**EXERCISE AIM**
Write out all the entries word for word and omit any pictures.

— START OF MATERIALS PROVIDED —

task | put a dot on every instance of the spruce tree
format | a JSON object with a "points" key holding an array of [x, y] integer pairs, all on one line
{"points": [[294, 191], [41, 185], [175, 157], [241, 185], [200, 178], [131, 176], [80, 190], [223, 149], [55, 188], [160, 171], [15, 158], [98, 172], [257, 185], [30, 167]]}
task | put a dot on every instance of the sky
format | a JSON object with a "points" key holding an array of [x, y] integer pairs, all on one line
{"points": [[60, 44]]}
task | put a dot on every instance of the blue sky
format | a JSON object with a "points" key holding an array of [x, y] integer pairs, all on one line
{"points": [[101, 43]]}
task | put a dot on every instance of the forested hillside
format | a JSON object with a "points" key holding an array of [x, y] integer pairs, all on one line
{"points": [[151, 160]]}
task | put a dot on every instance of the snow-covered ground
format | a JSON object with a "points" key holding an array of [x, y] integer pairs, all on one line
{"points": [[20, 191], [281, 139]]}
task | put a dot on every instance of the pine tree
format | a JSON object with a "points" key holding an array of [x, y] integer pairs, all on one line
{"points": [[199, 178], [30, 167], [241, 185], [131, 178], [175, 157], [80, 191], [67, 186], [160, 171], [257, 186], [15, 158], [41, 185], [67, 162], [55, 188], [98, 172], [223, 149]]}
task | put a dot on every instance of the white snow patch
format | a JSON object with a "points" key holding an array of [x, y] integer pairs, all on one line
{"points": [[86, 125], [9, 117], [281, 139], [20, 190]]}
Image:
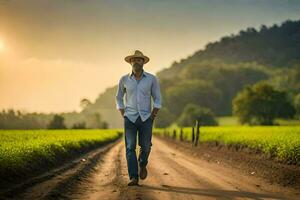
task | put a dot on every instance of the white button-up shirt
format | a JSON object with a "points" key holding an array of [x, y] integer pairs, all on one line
{"points": [[138, 95]]}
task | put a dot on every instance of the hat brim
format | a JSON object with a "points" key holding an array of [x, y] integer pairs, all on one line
{"points": [[146, 59]]}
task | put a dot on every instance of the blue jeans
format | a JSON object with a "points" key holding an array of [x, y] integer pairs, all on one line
{"points": [[144, 140]]}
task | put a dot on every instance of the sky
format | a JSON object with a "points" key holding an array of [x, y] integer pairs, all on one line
{"points": [[53, 53]]}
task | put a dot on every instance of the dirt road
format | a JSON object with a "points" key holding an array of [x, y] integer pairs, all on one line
{"points": [[171, 175]]}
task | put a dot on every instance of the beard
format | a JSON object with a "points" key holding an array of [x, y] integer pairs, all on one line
{"points": [[137, 66]]}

— END OF MATERIALS PROVIDED —

**THE OUTPUT**
task | put a dot on every instance of the spruce tree
format | a JSON object with a "points" key holding an array of [x, y] integer pairs, all on one line
{"points": [[294, 191], [41, 185], [175, 157], [241, 185], [200, 178], [131, 176], [80, 190], [223, 149], [55, 188], [160, 171], [15, 158], [98, 172], [257, 185], [30, 167]]}
task | put a dot on every instance of the sky
format | a JSON object with a "points" key holding an array of [x, y] integer pairs, all on one line
{"points": [[60, 44]]}
task | put a dot on every instance of the blue sky
format | a JSON object with a "points" key holding an array of [x, y] integer pairs, all on one line
{"points": [[101, 43]]}
task | put a dot on every instance of the forested hillside
format | a JSON object with a "points" key holding an array of [x, y] integer pairs, all on one line
{"points": [[151, 160]]}
task | put a dot on every instance of the snow-covered ground
format | a JSON object with a "points" key holding an array of [x, y] integer pairs, all on one line
{"points": [[20, 191], [281, 139]]}
task | put a dot on every instance of the pine tree
format | a JSON object with a "points" key holding an array of [x, y] integer pairs, all on one line
{"points": [[199, 178], [30, 167], [241, 185], [131, 178], [175, 157], [80, 191], [67, 186], [160, 171], [257, 186], [15, 158], [41, 185], [67, 162], [55, 188], [98, 172], [223, 149]]}
task | put a dot on every instance of the white snow patch
format | a JSON object with a "points" key holding an array of [x, y] integer pairs, all on one line
{"points": [[86, 125], [9, 117], [281, 139], [20, 190]]}
Image:
task | put a dot on every instance of the white button-up shirt
format | a JSON object with a "points" key holding an array of [x, y] integer pairs, all on one line
{"points": [[138, 95]]}
task | put a dot on every instance of the hat brim
format | a JSON object with a "points" key holding an array of [x, y] integer pairs, all on one line
{"points": [[146, 59]]}
task | put a dot on every instance of the blue jeans
format | a JSON object with a "points" key holding an array of [x, y] integer pairs, all on one line
{"points": [[144, 140]]}
task | put a dot on every instance of the sky
format | a JSON object with a "points" key holding an array of [x, y] integer pairs, all on one line
{"points": [[53, 53]]}
task | put a dot on every instance of the dirt road
format | a JSON object with a "points" key holding an array of [x, y] integer pairs, all on one line
{"points": [[171, 175]]}
task | put a dot on every instance of the beard
format | a JSON object with a "points" key holding an array of [x, y] integer pairs, all on one line
{"points": [[137, 66]]}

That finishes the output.